**Selected passage**:
---*---

Ram Madhav's comments on the Moplah Rebellion are part of an RSS design to distort history to target Indian Muslims and divert people's attention from fundamental issues of survival.

Two recent formulations on history made from the highest echelons of the Rashtriya Swayamsevak Sangh (RSS) are not just highly distorted, but also indicative of how untrue or half-true versions of the past are integral to the Sangh Parivar's strategy to discomfit the Indian majority community regarding Muslim presence in public life.

Recent developments in Afghanistan, precipitated by the United States' decision to pull out from an untenable and unwinnable war, has provided Hindu religio-cultural forces to deepen dislike, prejudice, hatred and suspicion about the reality and inalterability of Muslim presence in India.

There is widespread social consensus that Indian Muslims remained, except in the isolated cases, disinterested in ideas that spawned terms like Jihadi or Islamic terrorism. Despite this, the Sangh Parivar consistently runs a campaign portraying the Indian Muslims and global Islamic community as sharing a client-patron relationship.

It is contended that every expression of anguish of Indian Muslims is instilled in their minds by co-religionists outside India, and vice versa. Indian Muslims are pan-Islamists, the argument goes. Despite their lip-service to Mahatma Gandhi and his conscious choice to broaden the social base of the national movement, the support for the Khilafat Movement, launched following the end of World War I and the British decision to abolish the Islamic Caliphate is cited as an instance of Indian Muslims being driven by extra-territorial sentiments.

Last month, one-time RSS poster-boy, now in the process of being rehabilitated in the political hierarchy of the Sangh Parivar after a couple of years in the wilderness, Ram Madhav upped the ante against Indian Muslims by linking them with developments in Afghanistan.

Drawing attention to atrocities being committed by the Taliban, he said that the "Talibani mindset" is a century-old in India and first manifested itself in the Moplah (or Mapillas) Uprisings or Rebellion in the Malabar region of Kerala. He added that the same sentiment led to Partition in 1947. In a statement that underscored his skewed understanding of the Taliban and Indian history, Madhav said, "Talibanism has become a streak in the country and every time whitewashing happens."

Close on the heels of the latest edition of a century-old one-sided narrative, depicting events in the Malabar region as "the biggest Muslim attack on the Hindus after the Muslim rule," the RSS chief, Mohan Bhagwat, provided another example of the ease with which the Sangh Parivar looks only at those historical strands which further its contemporary agenda.

While participating in a seminar organised by an associate organisation, Bhagwat asserted the "Islam came to Bharat with invaders. This is a historical fact, and it is necessary for this to be stated as such." This was yet another instance of the Sangh Parivar's selectiveness when it comes to history and presenting a uni-dimensional view of the past.

The fact is that Islam in India came by three distinct gateways - trade, Sufism and the martial route, or what Bhagwat and his ilk prefer to term as invaders. By ignoring the other two pathways of Islam, the Sangh Parivar deliberately propagates the myth that the heritage of today's Muslims can be traced to the violent usurpation of political power.

---*---

**Exercise goal**: Carry the text on the Moplah Rebellion and the RSS forward from its final sentence. The records that follow are drawn from a separate source and have no connection to the text.

---*---

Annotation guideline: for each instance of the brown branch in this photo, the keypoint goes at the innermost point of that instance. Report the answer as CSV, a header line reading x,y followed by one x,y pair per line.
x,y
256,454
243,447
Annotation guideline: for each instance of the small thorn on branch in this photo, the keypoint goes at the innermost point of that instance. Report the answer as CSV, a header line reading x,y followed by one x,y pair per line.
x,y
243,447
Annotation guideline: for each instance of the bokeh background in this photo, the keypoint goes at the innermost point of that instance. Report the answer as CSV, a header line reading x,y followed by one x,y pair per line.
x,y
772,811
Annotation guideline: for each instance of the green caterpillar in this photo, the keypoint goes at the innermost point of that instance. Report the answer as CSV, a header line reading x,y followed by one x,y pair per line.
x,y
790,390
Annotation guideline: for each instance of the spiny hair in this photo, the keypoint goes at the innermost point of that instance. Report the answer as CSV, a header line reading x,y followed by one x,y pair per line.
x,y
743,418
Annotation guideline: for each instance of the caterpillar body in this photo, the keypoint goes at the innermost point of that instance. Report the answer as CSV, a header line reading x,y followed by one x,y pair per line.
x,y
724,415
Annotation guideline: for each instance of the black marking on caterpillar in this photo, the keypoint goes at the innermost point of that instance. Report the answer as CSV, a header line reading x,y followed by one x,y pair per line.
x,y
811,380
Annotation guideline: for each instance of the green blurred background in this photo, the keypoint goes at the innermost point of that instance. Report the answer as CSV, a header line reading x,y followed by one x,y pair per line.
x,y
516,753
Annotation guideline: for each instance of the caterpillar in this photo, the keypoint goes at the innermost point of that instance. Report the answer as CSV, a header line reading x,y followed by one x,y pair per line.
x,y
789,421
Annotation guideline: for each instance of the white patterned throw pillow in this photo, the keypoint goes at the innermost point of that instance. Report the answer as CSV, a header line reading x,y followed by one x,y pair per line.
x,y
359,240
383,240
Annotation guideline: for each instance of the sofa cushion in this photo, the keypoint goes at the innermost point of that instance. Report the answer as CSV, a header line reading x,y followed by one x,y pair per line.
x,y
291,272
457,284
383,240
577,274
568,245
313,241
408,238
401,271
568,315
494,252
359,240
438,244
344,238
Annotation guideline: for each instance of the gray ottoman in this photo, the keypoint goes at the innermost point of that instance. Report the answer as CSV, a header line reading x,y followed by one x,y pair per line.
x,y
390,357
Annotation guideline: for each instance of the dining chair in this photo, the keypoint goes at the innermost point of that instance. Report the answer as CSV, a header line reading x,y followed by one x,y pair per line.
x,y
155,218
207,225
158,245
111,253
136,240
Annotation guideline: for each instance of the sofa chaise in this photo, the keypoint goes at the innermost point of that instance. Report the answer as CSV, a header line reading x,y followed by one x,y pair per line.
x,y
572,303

---*---

**Answer section**:
Attempts to link today's Muslims to these so-labelled 'invader kings', is part of the tactic to whip up anger and hatred for them in contemporary India. The RSS and its affiliates conceal the fact that early Persian and Arab traders settled in certain parts of India even before the rise of Islam in Arabia. Later, they settled as Muslims, not as pre-Islamic Arabs and Persians like earlier, from at least the ninth century, first in coastal Kerala and later in other parts of India, including in the north where every Muslim is labelled as 'descendants of invaders'.

Muslim settlers, traders, religious missionaries, soldiers, noblemen and other commoners who made this land their homes, married in India and soon there grew a large indigenous Muslim community that was distinct, in terms of social hierarchy, from the immigrant settlers. The Moplahs was the name given to Malayali Muslims based out of the Malabar region and the region became the place of the major uprising or revolt that has been variously interpreted for a century.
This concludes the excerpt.